COMPLETE THE FOLLOWING:
A) In the passage on possible changes to employment law, why is TUPE as a whole unlikely to be repealed?
B) Copy out the lines of the listing from the line with "target | woman with braided hair" through the end of the listing, keeping them unchanged.

Thirdly, there may be some “tinkering” but it won’t be very significant in the overall scheme of things. These are the areas where we may see something happen:
- There won’t be wholescale repeal of the Working Time Regulations: given that the main effect of WTRs was to introduce a right to statutory holiday for the first time. The 48-hour working week may go but this is a purely totemic point given that most private sector organisations negotiate contractual “opt-outs” and, in terms, those that want to work 48+ hours per week, do;
- There may be some sensible reforms under WTR in terms of the calculation of holiday pay, which is now fiendishly complicated and could (and should) be simplified;
- There may be some amendment to TUPE rights (in particular the ability to make post-TUPE contractual variations) which are difficult under this EU-derived law. However, TUPE as a whole is unlikely to be repealed because business is largely happy with the certainty it provides;
- The Agency Workers Regulations may be repealed; AWR came from an EU directive and this could well be part of the “Brexit dividend”;
- There could be some curtailing of the right to strike, particularly around balloting requirements, but this would clearly attract severe opposition from the unions and their members and could make already fragile industrial relations worse. Indeed the TUC has contacted the International Labour Organization, a UN body, to share its concerns over government plans;
- Perhaps the government may begin to enact some of its plans made in the Employment Bill? It will be interesting to see whether some of the more progressive recent announcements, such as the right to apply for flexible working from “day one”, will be actioned.

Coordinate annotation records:

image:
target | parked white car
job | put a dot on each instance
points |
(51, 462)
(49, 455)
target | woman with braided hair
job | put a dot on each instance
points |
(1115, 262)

SOLUTIONS:
A) Because business is largely happy with the certainty it provides.

B)
target | woman with braided hair
job | put a dot on each instance
points |
(1115, 262)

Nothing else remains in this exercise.